**Bagian Teks**

Media-AnakNegeri, Bandar Lampung, 05 Agustus 2024 – Pertanyaan pada judul, seringkali diajukan oleh berbagai pihak terhadap Khilafatul Muslimin. Mereka yang berfikir dengan logika mayoritas dalam menilai kebenaran, akan melihat pertanyaan tersebut sebagai pertanyaan penting, wajar dan harus dijawab oleh Khilafatul Muslimin dengan bilangan angka. Bilangan angka yang kami maksud, seperti; sekian banyak unsur yang mendukung berikut ribuan atau bahkan jutaan anggotanya yang telah bergabung, “Tinggal anda dan kelompok anda saja yang belum bergabung ini”. Setidaknya seperti itulah jawaban yang harus kita berikan menurut harapan mereka, sehingga mereka juga bersedia bergabung atau mendukung perjuangan ini, wallaahu a’lam!
Sepanjang sejarah, sejak Nabi-nabi dan para khulafa’ setelahnya, kebenaran dan da’wah memang selalu berawal dari satu titik, lalu didukung oleh sebahagian orang disekitar itu, kemudian tumbuh dan berkembang. Para Nabi sebelum Rasulullah justeru hanya dikhususkan untuk kalangan Bani Israil saja. Yang masih juga menjadi pertanyaan sekarang untuk Khilafah diantaranya ialah; siapa yang merintisnya?, kenapa dia?, kenapa bukan si A atau si B, ulama A atau ulama B?. Tak jarang pertanyaan tentang ‘siapa’ disini lalu mengarah kepada rassis, terkait latar kesukuan, kebangsaan, ilmu, kekayaan dan strata sosial lainnya.
Ketika sampai di Tho’if dalam usaha perluasan da’wahnya, Rasulullah shalallaahu ‘alayhi wa sallam menemui tiga bersaudara, yakni; Abdul Yalail bin Amru, Mas’ud bin Amr dan Hubaib bin Amr. Rasulullah mengajak mereka kepada Islam dan menjadi pembela Rasulullah dan da’wah Islam. Namun, respon ketiganya sungguh diluar dugaan. Mereka menolak dengan kalimat-kalimat penuh ejekan dan hinaan. Salah seorang diantara mereka berkata kepada Rasulullah shalallaahu ‘alayhi wa sallam; “Apa tidak ada manusia lain, hingga Allah mengutus kamu?”. (Manhaj Haraki dalam siroh Nabawi, Juz I, Syaikh Munir Muhammad Ghadban, hal. 113)

**Petunjuk Kerja**
1/ Salin ulang bagian teks tentang Khilafatul Muslimin dari "Media-AnakNegeri, Bandar Lampung, 05" sampai "ini, wallaahu a’lam!".
2/ Terjemahkan kalimat berikut dari teks tentang Khilafatul Muslimin ke dalam bahasa Inggris: "Para Nabi sebelum Rasulullah justeru hanya dikhususkan untuk kalangan Bani Israil saja."
3/ Menurut teks tentang Khilafatul Muslimin, siapa saja tiga bersaudara yang ditemui Rasulullah di Tho'if?

**Contoh pelabelan titik**
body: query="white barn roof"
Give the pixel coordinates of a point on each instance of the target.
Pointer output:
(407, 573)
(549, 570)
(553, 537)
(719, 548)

**Hasil per Tugas**
1/
Media-AnakNegeri, Bandar Lampung, 05 Agustus 2024 – Pertanyaan pada judul, seringkali diajukan oleh berbagai pihak terhadap Khilafatul Muslimin. Mereka yang berfikir dengan logika mayoritas dalam menilai kebenaran, akan melihat pertanyaan tersebut sebagai pertanyaan penting, wajar dan harus dijawab oleh Khilafatul Muslimin dengan bilangan angka. Bilangan angka yang kami maksud, seperti; sekian banyak unsur yang mendukung berikut ribuan atau bahkan jutaan anggotanya yang telah bergabung, “Tinggal anda dan kelompok anda saja yang belum bergabung ini”. Setidaknya seperti itulah jawaban yang harus kita berikan menurut harapan mereka, sehingga mereka juga bersedia bergabung atau mendukung perjuangan ini, wallaahu a’lam!

2/ The Prophets before the Messenger were in fact designated only for the Children of Israel.

3/ Abdul Yalail bin Amru, Mas'ud bin Amr, dan Hubaib bin Amr.